ANLEITUNG: Gib aus dem Text über den Hilfseinsatz nach dem Erdbeben den Abschnitt von „Am Samstag startete“ bis „zum Einsatzort bringen.“ wortgetreu aus.

TEXTAUSZUG:

Am Samstag startete ein Team der Apotheker ohne Grenzen (AoG), um in der Türkei den Opfern des Erdbebens zu helfen. Mit dabei ist Petra Nolte, Pharmazeutin und studierte Fachberaterin zur Traumabewältigung. Für eine Woche wird sie vor Ort provisorische Camps mit aufbauen und alle benötigten Materialien zum Einsatzort bringen.

Die Folgen des Erdbebens in Gaziantep und Umgebung forderten mittlerweile mehr als 35.000 Opfer. Dabei sind auch die Schäden in der südostanatolischen Hauptstadt immens. Noch immer dauern die Bergungen von Menschen an, die Hoffnung auf Überlebende schwindet jedoch stündlich. Die teils eisigen Temperaturen erschweren den Helfenden die Arbeit. Tausende Menschen wurden obdachlos und müssen medizinisch versorgt werden. In der Katastrophen-Region stehen jedoch nicht ausreichend Arzneimittel zur Verfügung.

VORLIEGENDE ANGABEN:
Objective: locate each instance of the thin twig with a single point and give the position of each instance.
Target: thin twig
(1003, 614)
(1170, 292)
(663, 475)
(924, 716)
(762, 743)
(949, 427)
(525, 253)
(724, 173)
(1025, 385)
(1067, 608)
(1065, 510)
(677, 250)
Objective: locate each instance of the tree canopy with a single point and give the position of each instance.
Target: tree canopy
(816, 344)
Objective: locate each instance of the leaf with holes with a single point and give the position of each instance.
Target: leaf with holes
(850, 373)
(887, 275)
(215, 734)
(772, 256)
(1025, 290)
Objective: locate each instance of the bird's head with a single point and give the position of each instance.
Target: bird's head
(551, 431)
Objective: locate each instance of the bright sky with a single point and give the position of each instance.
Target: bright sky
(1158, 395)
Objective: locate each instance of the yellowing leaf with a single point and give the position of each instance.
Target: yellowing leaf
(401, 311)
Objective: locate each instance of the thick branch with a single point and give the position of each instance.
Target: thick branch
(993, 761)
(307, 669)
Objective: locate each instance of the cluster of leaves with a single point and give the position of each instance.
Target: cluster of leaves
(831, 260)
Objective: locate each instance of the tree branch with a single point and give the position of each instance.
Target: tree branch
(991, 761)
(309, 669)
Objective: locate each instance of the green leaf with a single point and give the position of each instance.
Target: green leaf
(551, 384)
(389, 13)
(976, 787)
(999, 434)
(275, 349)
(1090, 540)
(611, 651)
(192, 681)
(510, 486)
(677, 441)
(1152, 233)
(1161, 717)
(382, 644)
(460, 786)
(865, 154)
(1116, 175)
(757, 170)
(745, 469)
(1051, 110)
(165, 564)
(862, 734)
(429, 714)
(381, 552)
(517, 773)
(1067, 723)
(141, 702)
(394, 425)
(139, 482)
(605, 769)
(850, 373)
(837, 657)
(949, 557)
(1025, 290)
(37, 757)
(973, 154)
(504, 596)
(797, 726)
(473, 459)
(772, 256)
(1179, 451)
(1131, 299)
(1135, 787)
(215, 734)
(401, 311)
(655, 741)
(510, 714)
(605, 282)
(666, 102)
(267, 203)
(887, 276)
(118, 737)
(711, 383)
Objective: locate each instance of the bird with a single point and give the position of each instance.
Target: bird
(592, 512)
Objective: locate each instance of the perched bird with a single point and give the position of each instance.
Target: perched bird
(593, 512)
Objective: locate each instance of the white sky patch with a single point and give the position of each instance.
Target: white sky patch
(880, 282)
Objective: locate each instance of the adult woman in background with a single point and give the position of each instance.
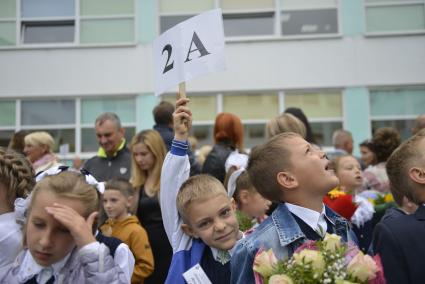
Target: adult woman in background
(39, 150)
(385, 140)
(298, 113)
(368, 157)
(228, 137)
(148, 153)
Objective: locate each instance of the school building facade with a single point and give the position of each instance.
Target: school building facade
(352, 64)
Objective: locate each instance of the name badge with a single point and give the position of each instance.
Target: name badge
(196, 275)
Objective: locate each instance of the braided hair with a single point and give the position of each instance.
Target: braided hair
(16, 175)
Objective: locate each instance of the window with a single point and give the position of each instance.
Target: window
(7, 22)
(248, 17)
(395, 16)
(396, 108)
(253, 106)
(107, 21)
(173, 12)
(266, 18)
(324, 112)
(47, 21)
(7, 110)
(69, 121)
(67, 22)
(7, 121)
(309, 17)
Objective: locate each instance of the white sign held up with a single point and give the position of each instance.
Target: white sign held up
(190, 49)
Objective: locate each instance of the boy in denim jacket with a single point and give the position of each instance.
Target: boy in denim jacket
(199, 218)
(290, 171)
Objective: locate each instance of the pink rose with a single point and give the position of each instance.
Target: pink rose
(362, 267)
(313, 257)
(280, 279)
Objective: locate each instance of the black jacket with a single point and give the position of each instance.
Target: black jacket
(104, 169)
(215, 162)
(400, 243)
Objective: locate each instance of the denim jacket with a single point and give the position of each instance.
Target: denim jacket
(281, 233)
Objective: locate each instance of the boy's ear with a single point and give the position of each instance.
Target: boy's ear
(233, 203)
(130, 202)
(417, 174)
(287, 180)
(244, 196)
(187, 229)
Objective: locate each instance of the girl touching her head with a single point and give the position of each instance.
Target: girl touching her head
(58, 236)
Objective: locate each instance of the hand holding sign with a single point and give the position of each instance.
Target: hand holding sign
(188, 50)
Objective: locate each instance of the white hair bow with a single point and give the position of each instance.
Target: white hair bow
(231, 184)
(22, 204)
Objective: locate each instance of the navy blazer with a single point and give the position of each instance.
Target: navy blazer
(400, 242)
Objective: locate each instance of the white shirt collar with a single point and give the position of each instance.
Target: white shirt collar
(312, 218)
(6, 217)
(216, 251)
(30, 267)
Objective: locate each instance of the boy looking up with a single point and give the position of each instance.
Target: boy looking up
(117, 200)
(288, 170)
(400, 240)
(201, 225)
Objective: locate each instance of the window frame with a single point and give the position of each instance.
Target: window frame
(277, 34)
(281, 107)
(77, 125)
(390, 3)
(77, 18)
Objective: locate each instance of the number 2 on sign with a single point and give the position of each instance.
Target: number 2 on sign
(169, 49)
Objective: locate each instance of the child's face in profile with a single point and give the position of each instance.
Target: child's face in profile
(310, 167)
(349, 173)
(48, 240)
(116, 204)
(214, 221)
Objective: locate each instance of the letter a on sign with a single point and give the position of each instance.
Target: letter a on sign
(199, 47)
(190, 49)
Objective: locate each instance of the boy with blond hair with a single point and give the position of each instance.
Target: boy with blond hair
(400, 240)
(198, 216)
(117, 200)
(288, 170)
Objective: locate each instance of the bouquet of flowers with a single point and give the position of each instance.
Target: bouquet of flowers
(326, 261)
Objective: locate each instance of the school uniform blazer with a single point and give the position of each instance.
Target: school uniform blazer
(400, 242)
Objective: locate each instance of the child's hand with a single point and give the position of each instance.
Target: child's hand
(182, 118)
(80, 229)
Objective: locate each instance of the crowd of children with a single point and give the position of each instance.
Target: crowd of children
(69, 228)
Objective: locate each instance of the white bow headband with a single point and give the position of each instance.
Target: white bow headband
(22, 204)
(231, 184)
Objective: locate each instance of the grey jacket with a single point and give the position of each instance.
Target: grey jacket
(90, 266)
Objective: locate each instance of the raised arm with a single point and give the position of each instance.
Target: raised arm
(175, 171)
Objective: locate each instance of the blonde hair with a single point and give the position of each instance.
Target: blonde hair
(285, 122)
(16, 174)
(263, 166)
(120, 184)
(153, 141)
(406, 156)
(197, 188)
(40, 138)
(69, 185)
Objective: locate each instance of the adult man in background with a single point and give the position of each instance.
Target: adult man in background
(113, 159)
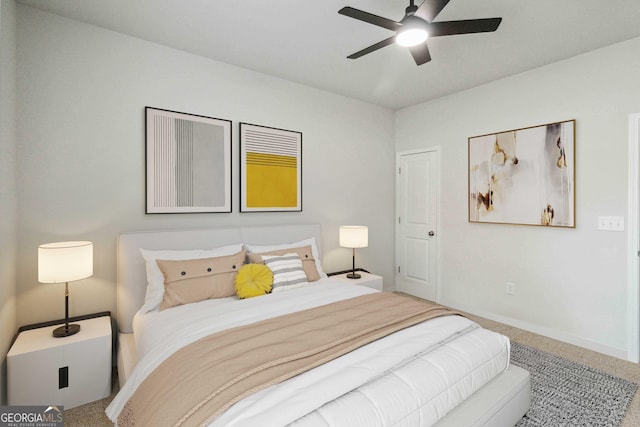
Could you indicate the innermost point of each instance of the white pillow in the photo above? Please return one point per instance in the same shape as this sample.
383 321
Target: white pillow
311 241
287 271
155 278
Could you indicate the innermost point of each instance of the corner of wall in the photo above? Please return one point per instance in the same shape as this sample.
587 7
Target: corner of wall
8 207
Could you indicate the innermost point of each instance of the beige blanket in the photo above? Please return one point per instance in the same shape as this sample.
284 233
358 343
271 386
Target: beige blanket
201 380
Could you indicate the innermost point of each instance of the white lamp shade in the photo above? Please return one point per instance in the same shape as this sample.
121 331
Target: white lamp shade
64 261
354 236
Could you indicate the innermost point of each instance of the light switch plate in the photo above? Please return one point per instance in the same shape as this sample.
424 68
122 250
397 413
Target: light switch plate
611 223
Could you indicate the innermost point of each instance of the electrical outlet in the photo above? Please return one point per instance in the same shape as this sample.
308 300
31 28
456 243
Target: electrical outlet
511 288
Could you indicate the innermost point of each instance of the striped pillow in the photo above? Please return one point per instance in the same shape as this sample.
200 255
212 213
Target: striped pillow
287 271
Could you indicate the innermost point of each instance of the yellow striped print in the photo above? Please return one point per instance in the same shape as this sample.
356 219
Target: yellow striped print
272 181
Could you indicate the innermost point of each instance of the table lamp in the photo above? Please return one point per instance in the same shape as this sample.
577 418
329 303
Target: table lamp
354 236
65 262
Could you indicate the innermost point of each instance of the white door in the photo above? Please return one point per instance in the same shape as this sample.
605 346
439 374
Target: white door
417 188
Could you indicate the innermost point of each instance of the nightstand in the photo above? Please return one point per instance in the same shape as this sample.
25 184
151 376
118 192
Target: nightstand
69 371
367 279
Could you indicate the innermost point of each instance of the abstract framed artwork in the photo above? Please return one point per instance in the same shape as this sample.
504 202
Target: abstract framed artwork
270 169
524 176
188 162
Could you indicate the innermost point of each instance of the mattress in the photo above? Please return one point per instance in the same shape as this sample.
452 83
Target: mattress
412 377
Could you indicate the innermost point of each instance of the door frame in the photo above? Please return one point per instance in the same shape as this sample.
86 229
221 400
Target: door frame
399 154
633 242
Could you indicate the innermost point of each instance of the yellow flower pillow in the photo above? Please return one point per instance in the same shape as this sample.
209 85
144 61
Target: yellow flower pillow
253 280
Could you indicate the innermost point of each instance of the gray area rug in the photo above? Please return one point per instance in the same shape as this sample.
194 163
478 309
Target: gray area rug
565 393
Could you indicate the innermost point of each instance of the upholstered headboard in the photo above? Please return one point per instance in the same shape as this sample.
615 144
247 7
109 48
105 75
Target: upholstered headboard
132 276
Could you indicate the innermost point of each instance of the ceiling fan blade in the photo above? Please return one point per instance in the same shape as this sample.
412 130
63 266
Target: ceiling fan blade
369 18
467 26
372 48
420 53
430 9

ÜBUNGSERGEBNIS:
Am Samstag startete ein Team der Apotheker ohne Grenzen (AoG), um in der Türkei den Opfern des Erdbebens zu helfen. Mit dabei ist Petra Nolte, Pharmazeutin und studierte Fachberaterin zur Traumabewältigung. Für eine Woche wird sie vor Ort provisorische Camps mit aufbauen und alle benötigten Materialien zum Einsatzort bringen.